> **TASK DETAILS**:
Retype the records from the line with "Coaching analytics dashboard: we need every potted" to the line with "[403,1,500,250]", with both lines included, reproducing every line without change.

** start of DATA FOR PROCESSING **

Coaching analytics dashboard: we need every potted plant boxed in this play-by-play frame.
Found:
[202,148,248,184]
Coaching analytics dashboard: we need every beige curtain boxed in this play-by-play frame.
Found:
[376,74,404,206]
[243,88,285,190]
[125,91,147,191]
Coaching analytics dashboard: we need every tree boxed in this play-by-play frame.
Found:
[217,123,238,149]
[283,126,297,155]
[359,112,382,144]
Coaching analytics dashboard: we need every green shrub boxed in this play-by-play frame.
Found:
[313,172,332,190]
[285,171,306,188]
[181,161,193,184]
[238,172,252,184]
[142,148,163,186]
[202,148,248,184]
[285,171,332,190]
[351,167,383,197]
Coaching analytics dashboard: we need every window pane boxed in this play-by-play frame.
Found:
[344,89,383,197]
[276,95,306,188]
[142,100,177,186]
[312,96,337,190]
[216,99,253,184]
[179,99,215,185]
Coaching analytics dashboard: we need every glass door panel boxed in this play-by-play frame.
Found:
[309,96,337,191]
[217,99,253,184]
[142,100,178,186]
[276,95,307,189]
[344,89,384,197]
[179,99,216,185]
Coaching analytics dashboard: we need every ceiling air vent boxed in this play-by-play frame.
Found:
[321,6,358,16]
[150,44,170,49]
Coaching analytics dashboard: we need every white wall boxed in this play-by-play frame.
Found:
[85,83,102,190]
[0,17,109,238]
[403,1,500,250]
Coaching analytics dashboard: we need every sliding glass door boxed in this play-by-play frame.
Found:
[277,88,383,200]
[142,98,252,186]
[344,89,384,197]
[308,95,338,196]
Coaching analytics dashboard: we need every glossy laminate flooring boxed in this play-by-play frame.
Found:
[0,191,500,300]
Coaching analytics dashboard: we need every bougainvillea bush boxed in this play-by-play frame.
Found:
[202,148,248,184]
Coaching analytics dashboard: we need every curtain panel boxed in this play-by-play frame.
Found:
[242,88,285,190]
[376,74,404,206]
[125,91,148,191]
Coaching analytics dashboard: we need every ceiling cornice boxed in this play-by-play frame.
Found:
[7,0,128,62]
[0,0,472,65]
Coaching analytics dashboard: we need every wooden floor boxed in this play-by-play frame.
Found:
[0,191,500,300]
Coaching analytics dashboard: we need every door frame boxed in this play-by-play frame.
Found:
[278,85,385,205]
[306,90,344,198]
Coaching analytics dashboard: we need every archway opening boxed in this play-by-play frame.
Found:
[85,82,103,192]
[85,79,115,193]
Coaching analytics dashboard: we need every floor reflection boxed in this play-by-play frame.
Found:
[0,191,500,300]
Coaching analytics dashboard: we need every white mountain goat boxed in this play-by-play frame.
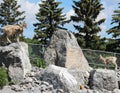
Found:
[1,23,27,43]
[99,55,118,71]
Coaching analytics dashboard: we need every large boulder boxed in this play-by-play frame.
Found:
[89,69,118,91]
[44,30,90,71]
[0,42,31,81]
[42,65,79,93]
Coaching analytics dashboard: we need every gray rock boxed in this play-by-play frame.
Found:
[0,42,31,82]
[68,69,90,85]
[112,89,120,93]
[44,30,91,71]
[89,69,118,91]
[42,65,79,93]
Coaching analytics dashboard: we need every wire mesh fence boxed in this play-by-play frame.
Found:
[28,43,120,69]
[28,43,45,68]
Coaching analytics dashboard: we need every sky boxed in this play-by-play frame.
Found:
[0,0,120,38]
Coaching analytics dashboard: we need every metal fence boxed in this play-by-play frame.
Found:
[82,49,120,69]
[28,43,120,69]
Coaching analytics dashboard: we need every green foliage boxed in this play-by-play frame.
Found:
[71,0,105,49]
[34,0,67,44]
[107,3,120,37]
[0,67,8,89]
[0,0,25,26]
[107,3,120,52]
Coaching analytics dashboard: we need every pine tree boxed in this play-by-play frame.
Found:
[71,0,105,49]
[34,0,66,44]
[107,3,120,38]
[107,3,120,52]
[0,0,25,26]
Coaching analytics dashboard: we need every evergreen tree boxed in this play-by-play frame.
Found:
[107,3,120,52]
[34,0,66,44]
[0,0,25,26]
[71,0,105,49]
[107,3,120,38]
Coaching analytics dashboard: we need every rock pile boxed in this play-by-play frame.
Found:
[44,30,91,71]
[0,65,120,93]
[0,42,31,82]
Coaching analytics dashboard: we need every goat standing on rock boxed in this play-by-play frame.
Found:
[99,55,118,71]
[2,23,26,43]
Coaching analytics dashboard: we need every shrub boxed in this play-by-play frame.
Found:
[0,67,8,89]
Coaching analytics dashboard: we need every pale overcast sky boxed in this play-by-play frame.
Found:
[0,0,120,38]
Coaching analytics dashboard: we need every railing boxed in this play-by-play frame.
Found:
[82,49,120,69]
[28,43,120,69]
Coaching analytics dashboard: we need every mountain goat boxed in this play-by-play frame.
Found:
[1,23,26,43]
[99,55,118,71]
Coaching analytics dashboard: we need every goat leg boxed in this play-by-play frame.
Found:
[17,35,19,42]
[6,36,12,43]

** end of DATA FOR PROCESSING **
** start of DATA FOR PROCESSING **

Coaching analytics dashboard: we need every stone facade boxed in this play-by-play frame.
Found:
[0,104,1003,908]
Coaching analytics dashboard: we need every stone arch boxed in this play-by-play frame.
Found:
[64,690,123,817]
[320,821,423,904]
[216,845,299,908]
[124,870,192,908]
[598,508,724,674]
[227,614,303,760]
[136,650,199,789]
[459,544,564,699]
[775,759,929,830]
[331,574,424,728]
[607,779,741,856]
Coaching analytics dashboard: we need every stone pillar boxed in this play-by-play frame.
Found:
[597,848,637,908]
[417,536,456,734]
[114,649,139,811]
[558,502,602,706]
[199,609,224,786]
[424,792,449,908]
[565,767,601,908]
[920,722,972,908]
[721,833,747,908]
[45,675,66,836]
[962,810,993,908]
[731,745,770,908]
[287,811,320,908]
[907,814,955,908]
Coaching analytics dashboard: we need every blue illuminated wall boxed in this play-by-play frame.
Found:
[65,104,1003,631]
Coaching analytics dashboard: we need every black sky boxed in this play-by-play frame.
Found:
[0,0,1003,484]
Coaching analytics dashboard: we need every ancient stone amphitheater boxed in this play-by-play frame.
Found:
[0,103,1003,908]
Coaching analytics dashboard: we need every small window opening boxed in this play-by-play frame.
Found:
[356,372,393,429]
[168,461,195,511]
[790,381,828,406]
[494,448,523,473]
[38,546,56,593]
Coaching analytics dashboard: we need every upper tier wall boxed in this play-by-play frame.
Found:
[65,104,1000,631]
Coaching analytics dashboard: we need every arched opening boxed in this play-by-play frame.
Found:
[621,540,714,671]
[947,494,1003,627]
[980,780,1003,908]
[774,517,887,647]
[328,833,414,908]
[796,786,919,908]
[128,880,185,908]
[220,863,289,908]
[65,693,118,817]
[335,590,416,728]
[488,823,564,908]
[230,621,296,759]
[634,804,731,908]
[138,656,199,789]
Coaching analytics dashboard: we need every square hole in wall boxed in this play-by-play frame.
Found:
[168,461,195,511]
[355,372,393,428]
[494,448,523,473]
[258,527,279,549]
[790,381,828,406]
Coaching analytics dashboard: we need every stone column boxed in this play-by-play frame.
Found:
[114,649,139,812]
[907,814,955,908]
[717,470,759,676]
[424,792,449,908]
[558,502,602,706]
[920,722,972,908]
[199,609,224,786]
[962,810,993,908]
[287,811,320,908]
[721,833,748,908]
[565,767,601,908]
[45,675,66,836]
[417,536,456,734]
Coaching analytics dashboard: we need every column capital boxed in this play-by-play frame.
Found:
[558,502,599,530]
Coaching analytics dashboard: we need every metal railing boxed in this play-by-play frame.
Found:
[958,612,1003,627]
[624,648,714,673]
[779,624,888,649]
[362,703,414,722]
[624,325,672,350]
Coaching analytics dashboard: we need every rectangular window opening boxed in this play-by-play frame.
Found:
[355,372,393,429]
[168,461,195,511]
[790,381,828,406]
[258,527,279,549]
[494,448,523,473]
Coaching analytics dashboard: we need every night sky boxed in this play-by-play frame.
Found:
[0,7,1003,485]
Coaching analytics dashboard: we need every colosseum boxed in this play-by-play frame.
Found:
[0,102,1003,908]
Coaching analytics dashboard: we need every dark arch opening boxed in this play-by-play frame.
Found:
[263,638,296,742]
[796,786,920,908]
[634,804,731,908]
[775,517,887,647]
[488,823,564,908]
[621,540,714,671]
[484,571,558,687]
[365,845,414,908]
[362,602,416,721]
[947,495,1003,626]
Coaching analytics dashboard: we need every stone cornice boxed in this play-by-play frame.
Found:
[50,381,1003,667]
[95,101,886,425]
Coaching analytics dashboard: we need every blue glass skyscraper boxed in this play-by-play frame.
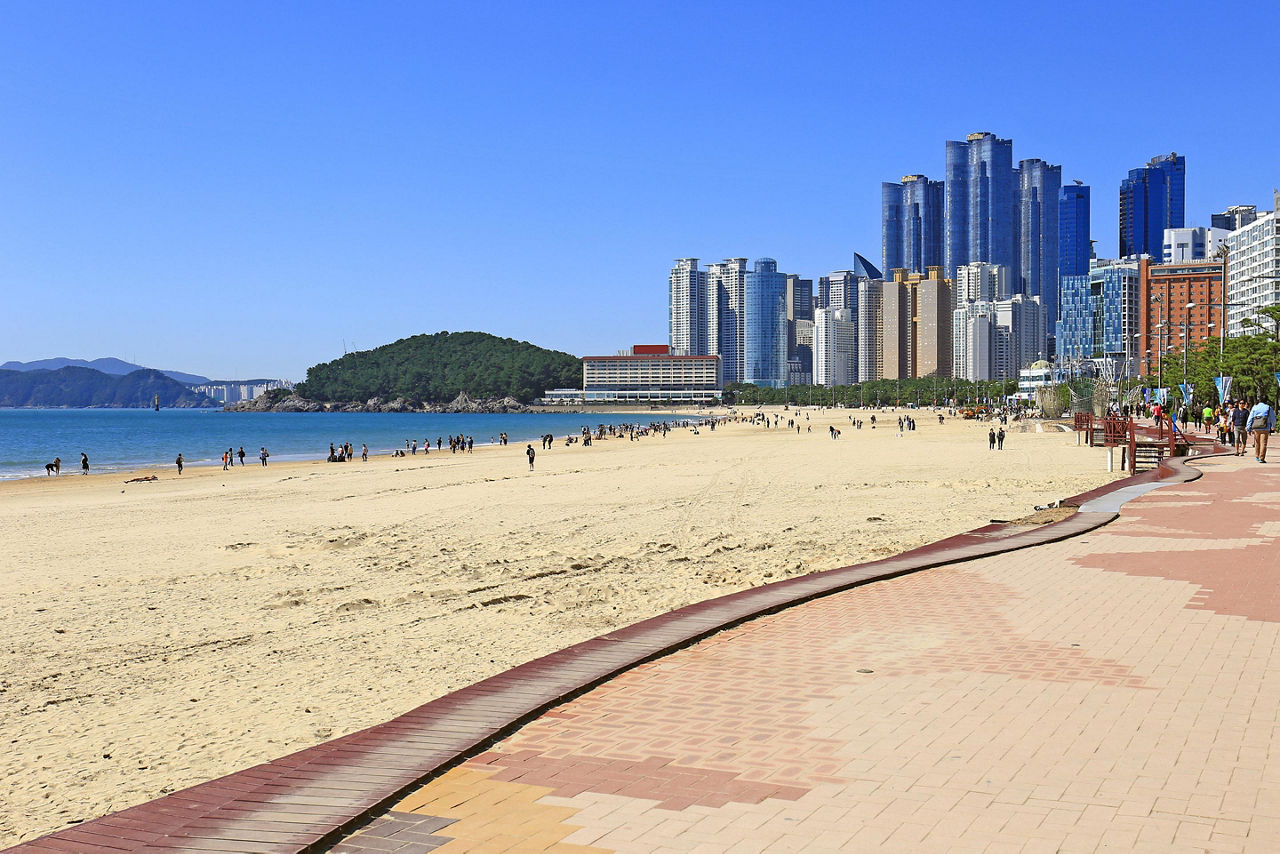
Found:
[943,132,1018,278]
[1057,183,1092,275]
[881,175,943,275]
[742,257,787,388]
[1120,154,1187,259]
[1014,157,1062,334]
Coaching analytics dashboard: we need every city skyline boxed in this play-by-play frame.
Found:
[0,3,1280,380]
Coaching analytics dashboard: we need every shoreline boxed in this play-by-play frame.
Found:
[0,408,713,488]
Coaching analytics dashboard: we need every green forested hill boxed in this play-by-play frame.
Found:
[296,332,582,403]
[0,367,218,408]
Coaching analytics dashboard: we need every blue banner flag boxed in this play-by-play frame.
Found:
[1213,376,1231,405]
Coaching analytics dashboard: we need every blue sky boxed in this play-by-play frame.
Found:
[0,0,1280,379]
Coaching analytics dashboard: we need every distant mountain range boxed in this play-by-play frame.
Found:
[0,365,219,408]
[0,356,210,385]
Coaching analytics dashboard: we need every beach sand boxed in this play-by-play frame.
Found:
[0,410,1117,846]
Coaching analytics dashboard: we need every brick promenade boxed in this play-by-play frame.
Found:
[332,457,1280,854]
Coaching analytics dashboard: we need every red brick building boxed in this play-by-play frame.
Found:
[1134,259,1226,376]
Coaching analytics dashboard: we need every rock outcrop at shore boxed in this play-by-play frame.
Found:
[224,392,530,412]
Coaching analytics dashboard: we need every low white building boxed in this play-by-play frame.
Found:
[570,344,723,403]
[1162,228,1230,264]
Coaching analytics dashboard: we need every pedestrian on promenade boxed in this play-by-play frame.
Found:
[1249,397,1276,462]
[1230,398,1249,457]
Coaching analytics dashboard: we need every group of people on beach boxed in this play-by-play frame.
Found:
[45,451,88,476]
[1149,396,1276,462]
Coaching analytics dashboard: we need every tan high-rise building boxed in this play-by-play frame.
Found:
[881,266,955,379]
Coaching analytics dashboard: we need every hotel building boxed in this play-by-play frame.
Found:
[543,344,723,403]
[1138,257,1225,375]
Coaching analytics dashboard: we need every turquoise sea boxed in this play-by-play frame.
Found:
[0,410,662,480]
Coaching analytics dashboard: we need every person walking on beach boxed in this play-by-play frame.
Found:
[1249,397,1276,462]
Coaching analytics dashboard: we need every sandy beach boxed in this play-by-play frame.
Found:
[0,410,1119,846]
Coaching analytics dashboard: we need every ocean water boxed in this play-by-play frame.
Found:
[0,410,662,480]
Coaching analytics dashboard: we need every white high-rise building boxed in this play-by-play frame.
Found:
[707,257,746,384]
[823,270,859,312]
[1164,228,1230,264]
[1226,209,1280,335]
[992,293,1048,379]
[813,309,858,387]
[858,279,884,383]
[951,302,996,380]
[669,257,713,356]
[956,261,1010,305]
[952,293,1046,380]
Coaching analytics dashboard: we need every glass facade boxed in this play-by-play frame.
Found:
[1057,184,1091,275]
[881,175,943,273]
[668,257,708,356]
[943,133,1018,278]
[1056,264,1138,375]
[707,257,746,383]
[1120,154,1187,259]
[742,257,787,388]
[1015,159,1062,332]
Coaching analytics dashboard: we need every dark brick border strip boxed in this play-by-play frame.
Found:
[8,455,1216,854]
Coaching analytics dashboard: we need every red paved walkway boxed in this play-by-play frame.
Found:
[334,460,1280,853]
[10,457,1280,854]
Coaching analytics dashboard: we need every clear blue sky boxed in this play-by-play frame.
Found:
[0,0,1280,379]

** end of DATA FOR PROCESSING **

> **REPLY**:
Coaching analytics dashboard: we need every potted plant boxed in this play-by-play frame.
Found:
[202,148,248,184]
Coaching analytics dashboard: we need every beige curtain boxed in this play-by-play frame.
Found:
[376,74,404,206]
[243,88,285,190]
[125,91,147,191]
Coaching analytics dashboard: we need every tree boxed in this play-by-play frame.
Found:
[217,123,238,149]
[283,126,297,155]
[359,112,382,144]
Coaching analytics dashboard: we need every green shrub boxed in this play-by-play frame.
Found:
[313,172,332,190]
[285,171,306,188]
[181,161,193,184]
[238,172,252,184]
[142,148,163,186]
[202,148,248,184]
[285,171,332,190]
[351,167,383,197]
Coaching analytics dashboard: we need every window pane boxed in this play-by-play frame.
Found:
[344,89,383,197]
[276,95,306,188]
[142,100,177,186]
[312,96,337,190]
[216,99,253,184]
[179,99,215,185]
Coaching analytics dashboard: we need every glass door panel boxed in this play-by-play frame.
Found:
[309,96,337,191]
[217,99,253,184]
[142,100,178,186]
[276,95,307,189]
[344,89,384,197]
[179,99,216,185]
Coaching analytics dashboard: we need every ceiling air vent boxed in this play-by-play frame.
Found:
[321,6,358,16]
[150,44,170,49]
Coaching analytics dashboard: we need every white wall boxed in this play-by-play frame.
Found:
[85,83,102,190]
[0,17,109,238]
[403,1,500,250]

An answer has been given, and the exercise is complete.